The concept was further developed twenty years later when American programmer and designer Ted Nelson invented a system called Xanadu because he realised that: “We need a way for people to store information not as individual “files” but as a connected literature.” (as quoted in http://tracearchive.ntu.ac.uk/transition/guide/origins.htm accessed 25/11/2006)

Nelson coined the terms hypertext and hypermedia:

“Hypertext was ‘nonsequential’ text, in which a reader was not constrained to read in any particular order, but could follow links and delve into the original document from a short quotation. Ted described a futuristic project, Xanadu, in which all the world’s information could be published in hypertext. (…) He had the dream of a utopian society in which all information would be shared among people who communicated as equals.”
[Berners-Lee, Tim Weaving the Web: the Past, Present and Future of the World Wide Web London and New York: Texere Publishing Ltd., 2000 (1st published: London: Orion Business, 1999), pp. 5-6]

In 1991 (26 years later) at Cern, in Switzerland, Tim Berners-Lee developed the first global hypertext: the World Wide Web.

“The fundamental principle behind the Web was that once someone somewhere made available a document, database, graphic, sound, video or screen at some stage in an interactive dialogue, it should be accessible (subject to authorisation, of course) by anyone, with any type of computer, in any country. And it should be possible to make a reference -a link- to that thing, so that others could find it. This was a philosophical change from the approach of previous computer systems. (…) Getting people to put data on the Web often was a question of getting them to change perspective, from thinking of the user’s access to it not as interaction with, say, an online library system, but as navigation through a set of virtual pages in some abstract space.” (Ibid, p. 40)

++++

Task requirements:
(a) In the hypertext history excerpt, what kinds of things does the quoted principle behind the Web say someone somewhere might make available?
(b) Retype the part of the hypertext history excerpt starting at "In 1991 (26" and ending at "(Ibid, p. 40)".

++++

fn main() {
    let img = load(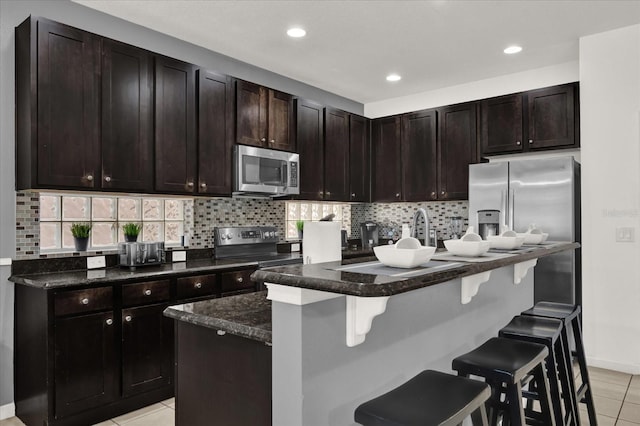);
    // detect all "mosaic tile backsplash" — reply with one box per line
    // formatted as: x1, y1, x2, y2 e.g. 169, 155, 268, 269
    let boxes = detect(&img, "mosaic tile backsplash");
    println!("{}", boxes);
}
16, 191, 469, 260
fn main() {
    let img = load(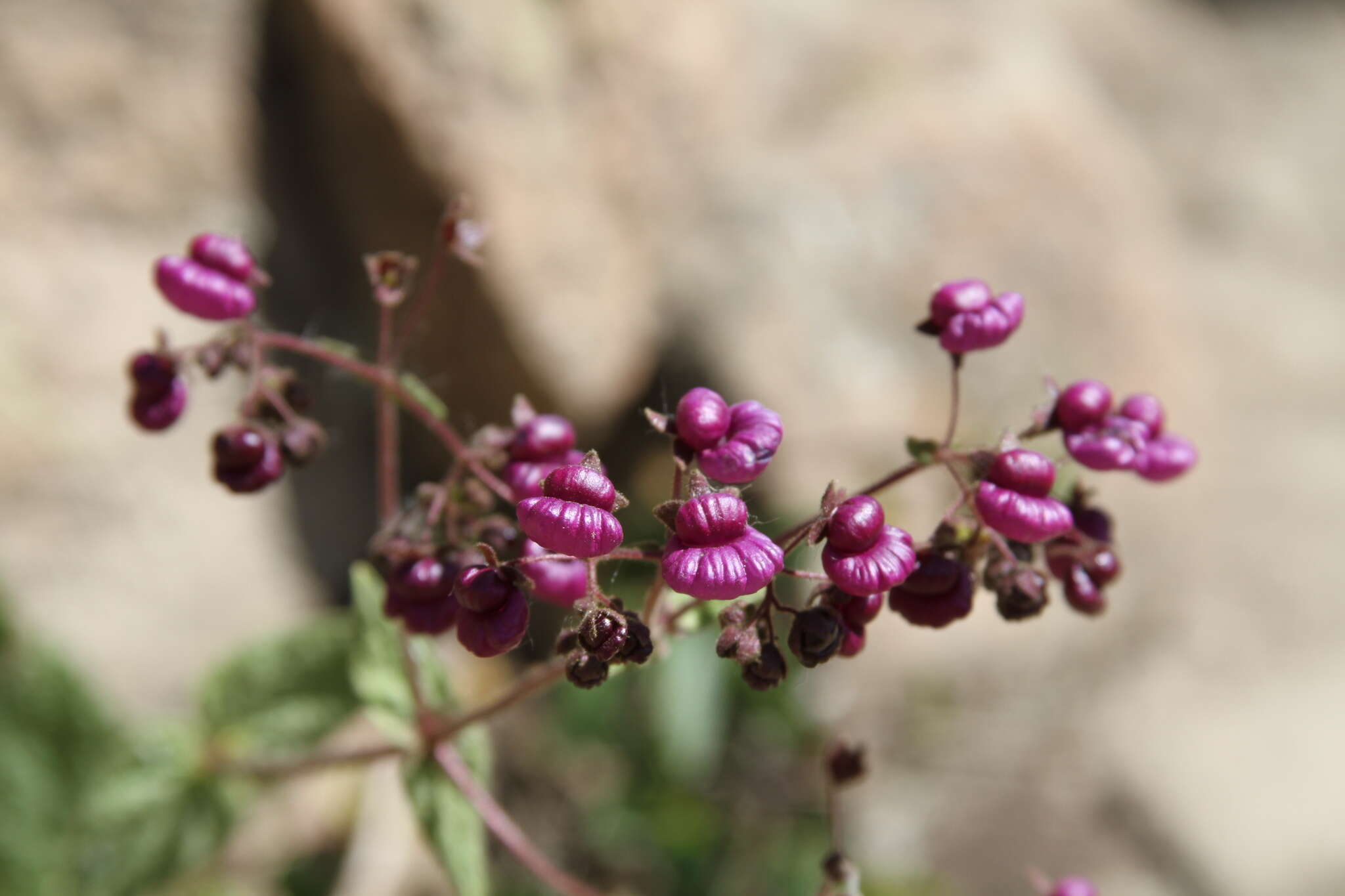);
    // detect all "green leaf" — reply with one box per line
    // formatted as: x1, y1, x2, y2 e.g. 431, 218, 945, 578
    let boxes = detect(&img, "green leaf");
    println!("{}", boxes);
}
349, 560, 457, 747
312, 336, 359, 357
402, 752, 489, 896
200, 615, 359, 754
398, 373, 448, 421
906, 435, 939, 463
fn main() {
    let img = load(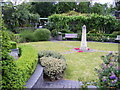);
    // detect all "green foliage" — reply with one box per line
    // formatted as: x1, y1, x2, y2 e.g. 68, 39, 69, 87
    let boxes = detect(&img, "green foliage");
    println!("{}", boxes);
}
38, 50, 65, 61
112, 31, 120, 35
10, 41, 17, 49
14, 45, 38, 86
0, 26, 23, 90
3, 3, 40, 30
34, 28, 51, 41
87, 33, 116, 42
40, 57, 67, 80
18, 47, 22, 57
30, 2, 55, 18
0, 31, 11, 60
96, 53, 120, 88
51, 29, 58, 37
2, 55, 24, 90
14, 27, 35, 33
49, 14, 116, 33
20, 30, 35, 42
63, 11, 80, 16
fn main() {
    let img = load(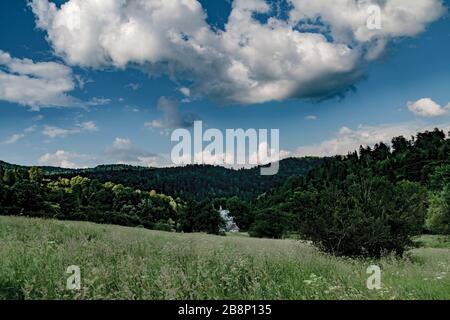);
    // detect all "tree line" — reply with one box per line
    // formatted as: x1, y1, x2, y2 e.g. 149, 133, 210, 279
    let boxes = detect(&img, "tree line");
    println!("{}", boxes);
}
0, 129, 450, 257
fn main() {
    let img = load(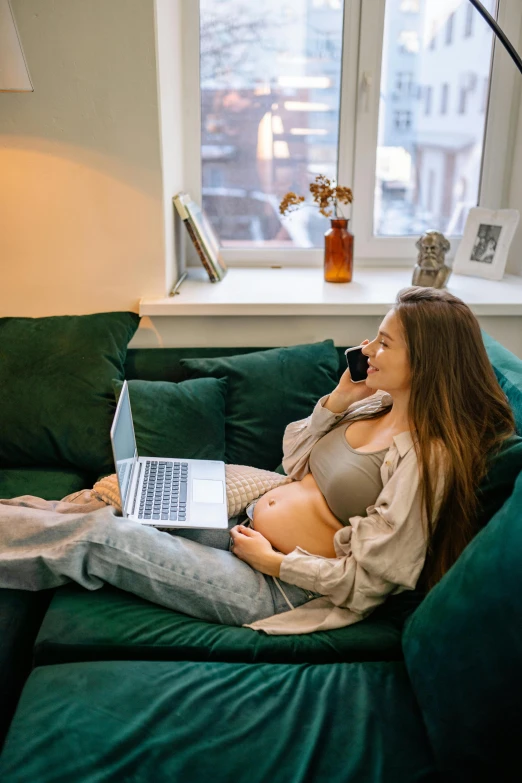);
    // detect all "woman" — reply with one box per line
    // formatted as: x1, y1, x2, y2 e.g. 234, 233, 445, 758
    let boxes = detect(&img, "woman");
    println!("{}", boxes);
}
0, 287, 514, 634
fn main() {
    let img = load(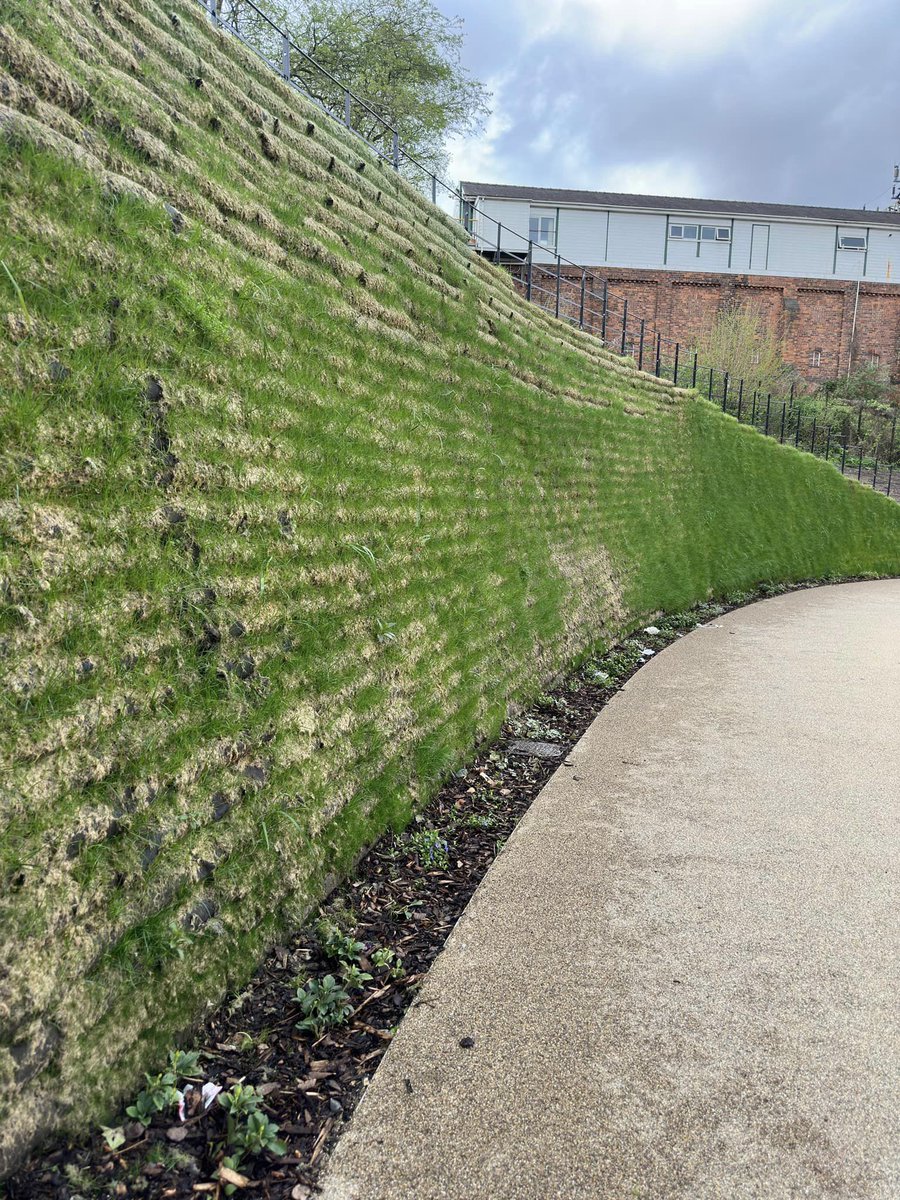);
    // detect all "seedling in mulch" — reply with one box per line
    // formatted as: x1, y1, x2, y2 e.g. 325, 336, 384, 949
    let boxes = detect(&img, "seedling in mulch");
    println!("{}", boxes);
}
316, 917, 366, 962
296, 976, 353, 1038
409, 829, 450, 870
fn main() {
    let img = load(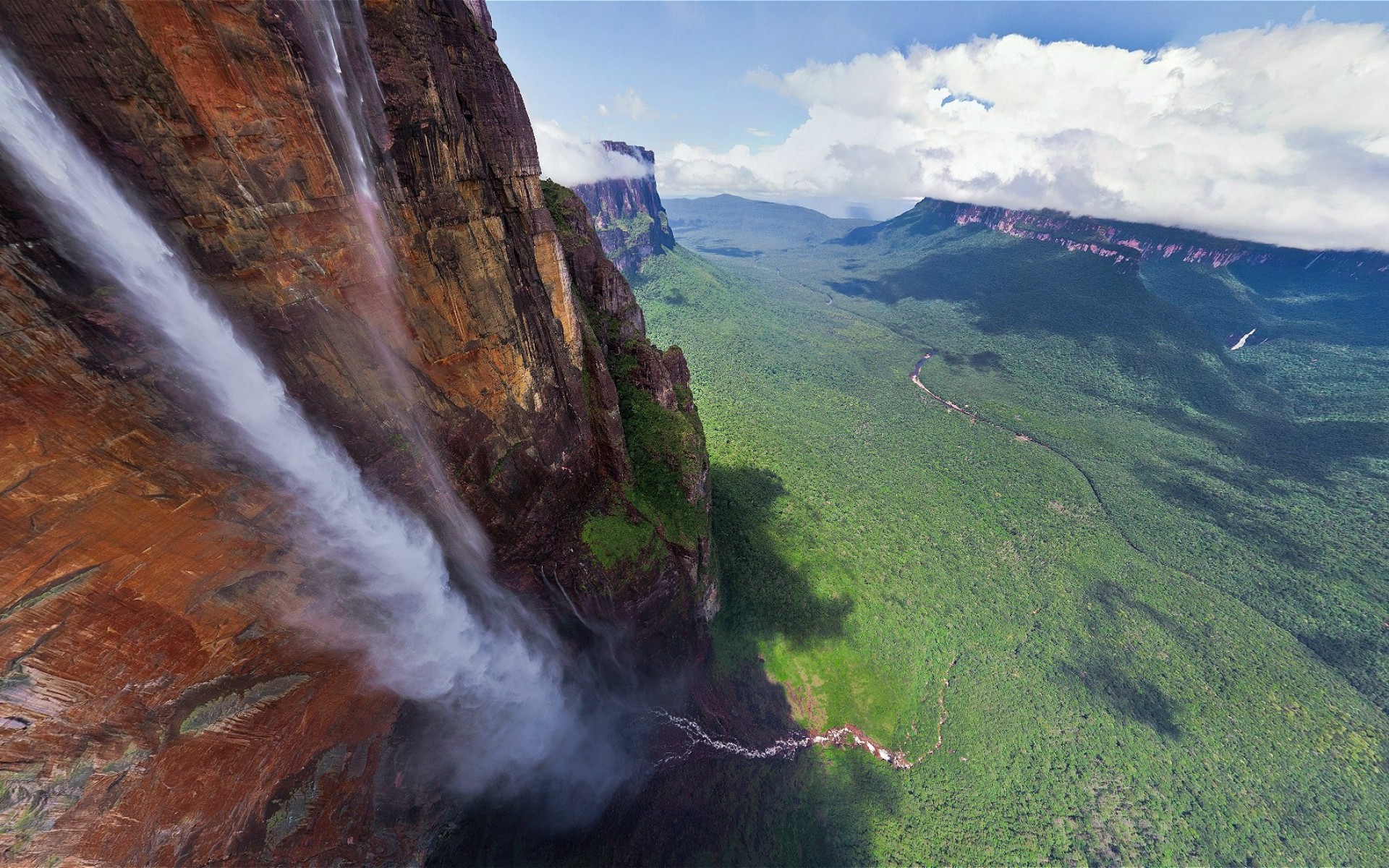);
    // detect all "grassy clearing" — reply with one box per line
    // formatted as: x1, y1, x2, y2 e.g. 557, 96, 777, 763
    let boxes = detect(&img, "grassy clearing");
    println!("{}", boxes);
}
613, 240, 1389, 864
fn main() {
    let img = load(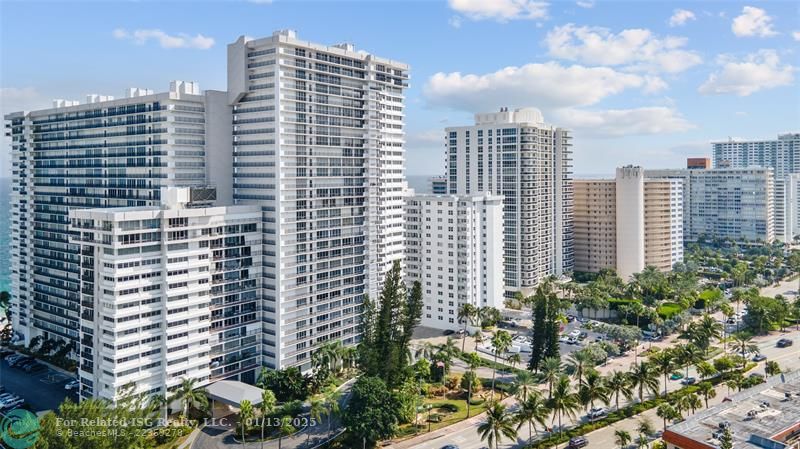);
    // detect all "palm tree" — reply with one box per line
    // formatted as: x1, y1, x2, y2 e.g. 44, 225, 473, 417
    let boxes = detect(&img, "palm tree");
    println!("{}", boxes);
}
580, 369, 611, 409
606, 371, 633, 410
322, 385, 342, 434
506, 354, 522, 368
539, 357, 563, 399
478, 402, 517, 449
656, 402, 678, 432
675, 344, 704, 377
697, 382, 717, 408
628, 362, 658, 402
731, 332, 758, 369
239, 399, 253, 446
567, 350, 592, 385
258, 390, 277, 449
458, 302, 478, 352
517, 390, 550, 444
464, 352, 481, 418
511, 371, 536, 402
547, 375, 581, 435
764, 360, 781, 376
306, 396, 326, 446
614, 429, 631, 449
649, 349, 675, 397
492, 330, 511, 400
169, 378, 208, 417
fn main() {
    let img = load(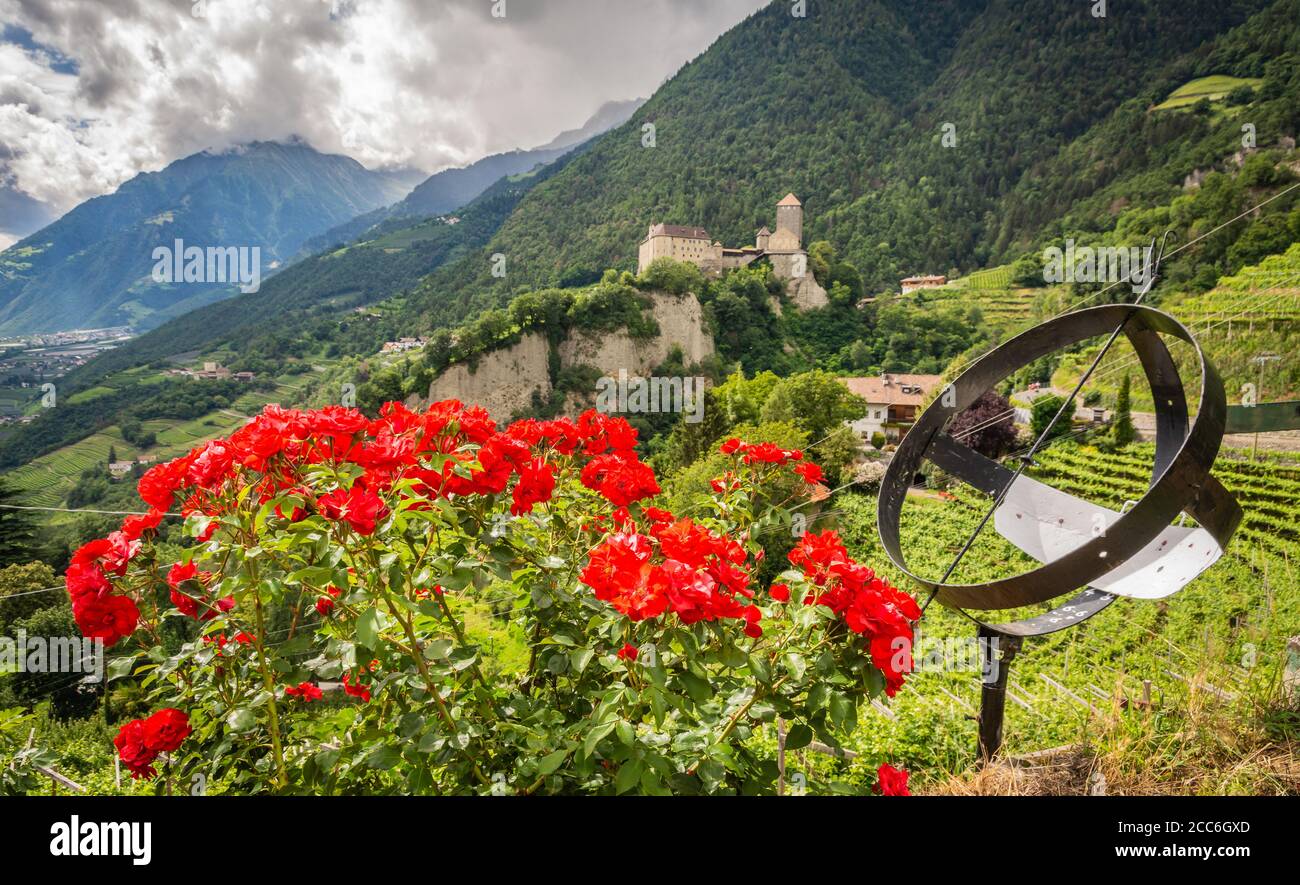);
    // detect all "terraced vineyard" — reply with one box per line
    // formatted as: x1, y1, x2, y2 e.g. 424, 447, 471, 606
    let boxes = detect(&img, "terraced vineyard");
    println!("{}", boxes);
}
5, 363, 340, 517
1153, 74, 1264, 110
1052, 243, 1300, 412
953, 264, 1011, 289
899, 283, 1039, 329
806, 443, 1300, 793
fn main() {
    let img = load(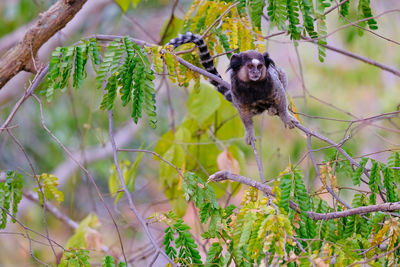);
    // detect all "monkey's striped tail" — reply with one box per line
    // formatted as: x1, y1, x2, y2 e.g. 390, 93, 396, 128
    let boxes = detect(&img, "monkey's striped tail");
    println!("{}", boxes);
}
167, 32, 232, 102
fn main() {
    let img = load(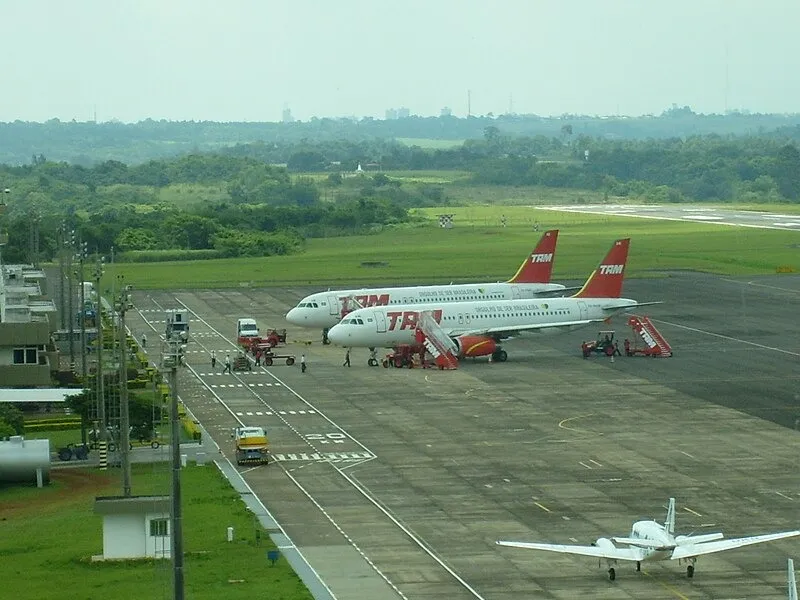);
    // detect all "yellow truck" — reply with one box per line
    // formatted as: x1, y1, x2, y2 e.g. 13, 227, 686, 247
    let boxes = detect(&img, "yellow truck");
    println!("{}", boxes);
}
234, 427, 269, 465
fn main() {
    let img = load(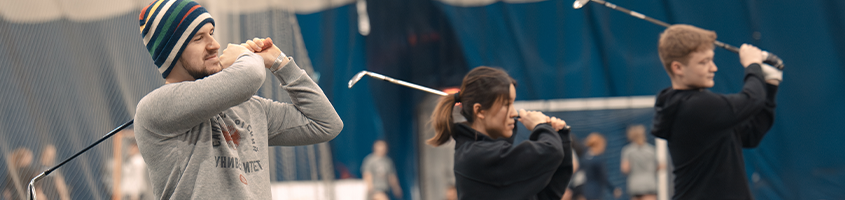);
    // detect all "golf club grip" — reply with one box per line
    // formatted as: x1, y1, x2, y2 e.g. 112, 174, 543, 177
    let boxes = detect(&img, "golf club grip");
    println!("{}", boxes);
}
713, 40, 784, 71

++++

Answers for this exercise:
(a) document, database, graphic, sound, video, screen

(b)
In 1991 (26 years later) at Cern, in Switzerland, Tim Berners-Lee developed the first global hypertext: the World Wide Web.

“The fundamental principle behind the Web was that once someone somewhere made available a document, database, graphic, sound, video or screen at some stage in an interactive dialogue, it should be accessible (subject to authorisation, of course) by anyone, with any type of computer, in any country. And it should be possible to make a reference -a link- to that thing, so that others could find it. This was a philosophical change from the approach of previous computer systems. (…) Getting people to put data on the Web often was a question of getting them to change perspective, from thinking of the user’s access to it not as interaction with, say, an online library system, but as navigation through a set of virtual pages in some abstract space.” (Ibid, p. 40)